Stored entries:
■ ■ ■
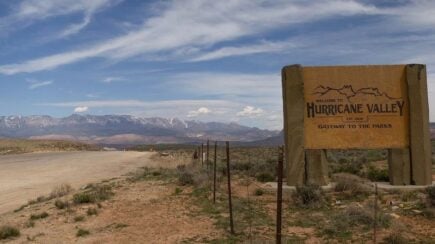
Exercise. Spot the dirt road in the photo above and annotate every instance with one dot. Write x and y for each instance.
(27, 176)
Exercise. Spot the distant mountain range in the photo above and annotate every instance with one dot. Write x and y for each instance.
(126, 129)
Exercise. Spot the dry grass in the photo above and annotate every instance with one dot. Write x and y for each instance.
(17, 146)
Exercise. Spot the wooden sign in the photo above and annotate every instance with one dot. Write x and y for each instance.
(356, 107)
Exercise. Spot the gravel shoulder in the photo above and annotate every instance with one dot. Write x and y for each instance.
(27, 176)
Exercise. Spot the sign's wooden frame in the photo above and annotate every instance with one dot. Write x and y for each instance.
(407, 166)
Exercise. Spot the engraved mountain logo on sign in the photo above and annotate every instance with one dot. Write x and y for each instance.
(349, 92)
■ ■ ■
What to do: Generate a word-for-word copy of the preceding records, excluding all pictures.

Output of the task:
Exercise. Spot the dirt road in the photo above and annotate every instance with one dot. Write x and y for each instance.
(27, 176)
Exercise. Spot the distant mountain range in the photo above and annotate every instance with one dot. Write x and y for each instance.
(126, 129)
Exercise. Spot the dry grass in the photo above and annotate every instance with one dot. Write x and y for each instance.
(17, 146)
Exercise. Spot the wooden sign in the photo above and annotate every instance with one dot. Write x and y for each instance.
(356, 107)
Exercise. Spot the gravel shoulder in the photo above and annotate every instance with one dot. Write x and y for each instance.
(27, 176)
Exercise. Spot the sign's wooden frame in the photo above and annotate every instance with one dot. Write x and y for each instance.
(407, 166)
Exercise. Spot the engraved mountain logo on sign in the photo above and annotate every instance with one dot. Write x and y for each instance.
(349, 92)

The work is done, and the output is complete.